Document passage »

■ ■ ■ ■ ■ ■ ■

Reporting today, generally, is better than a generation ago. Reporters have access to more information and more sources than ever. And they can work with informed audiences to develop their coverage. Journalists no longer have to work in isolation. Twitter is like having your own newsroom - a cast of many who want to help explore, build and test ideas. Social media also holds us all to account, more effectively than ever. Reporters can't hide behind the walls of a newsroom, nor can editors or publishers barricade themselves behind the printing press. Power has been diffused. For journalism, ultimately that's good.

In your career as a journalist, were there any stories that you had to shelf or couldn’t cover? If so, what about not getting these stories most bothered you? 

I always regret, as do a lot of correspondents, not being able to get closer to Osama bin Laden and his training camps in Afghanistan in the late 1990s. I spent a fair bit of time in Pakistan in 1997 and 1998, and developed a pretty good sense of what was in the works, in terms of a jihadist movement. Of course, I had no idea that the movement was as big as it was, or determined as it was to attack the West. I spent some time pursuing the Khadr family, following their tracks to Peshawar, after I met and interviewed the father, Ahmed, in a Pakistani hospital. But I never again found them - they had crossed the border and lived in Jalalabad - and regret that. It had just become too dangerous for journalists in Afghanistan in the late '90s. We soon learned why.

You’ve played hockey with Putin, provoked the sensationalistic ire of Doug and Rob Ford, and lived for a week as a homeless person on the frigid streets of Toronto – has your position as a journalist ever make you fear for your personal safety?

■ ■ ■ ■ ■ ■ ■

Data under study »

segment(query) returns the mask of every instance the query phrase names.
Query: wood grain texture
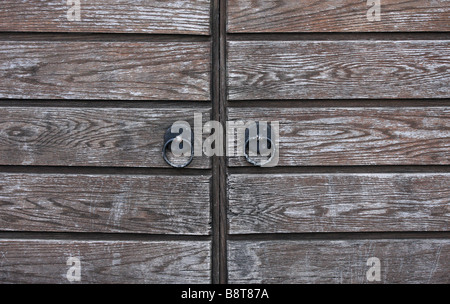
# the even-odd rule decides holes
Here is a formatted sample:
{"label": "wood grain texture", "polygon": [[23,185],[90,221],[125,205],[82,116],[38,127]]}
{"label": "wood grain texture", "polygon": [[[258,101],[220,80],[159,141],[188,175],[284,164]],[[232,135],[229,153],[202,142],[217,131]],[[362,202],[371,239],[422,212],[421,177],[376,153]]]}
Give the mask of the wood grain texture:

■ ■ ■ ■ ■ ■ ■

Things to do »
a – In the interview, where did the journalist meet and interview Ahmed Khadr?
b – Copy word for word the stretch of the interview from "Reporting today, generally, is" through "most bothered you?".
The rows can be ignored.

Answers »
a – In a Pakistani hospital.

b –
Reporting today, generally, is better than a generation ago. Reporters have access to more information and more sources than ever. And they can work with informed audiences to develop their coverage. Journalists no longer have to work in isolation. Twitter is like having your own newsroom - a cast of many who want to help explore, build and test ideas. Social media also holds us all to account, more effectively than ever. Reporters can't hide behind the walls of a newsroom, nor can editors or publishers barricade themselves behind the printing press. Power has been diffused. For journalism, ultimately that's good.

In your career as a journalist, were there any stories that you had to shelf or couldn’t cover? If so, what about not getting these stories most bothered you?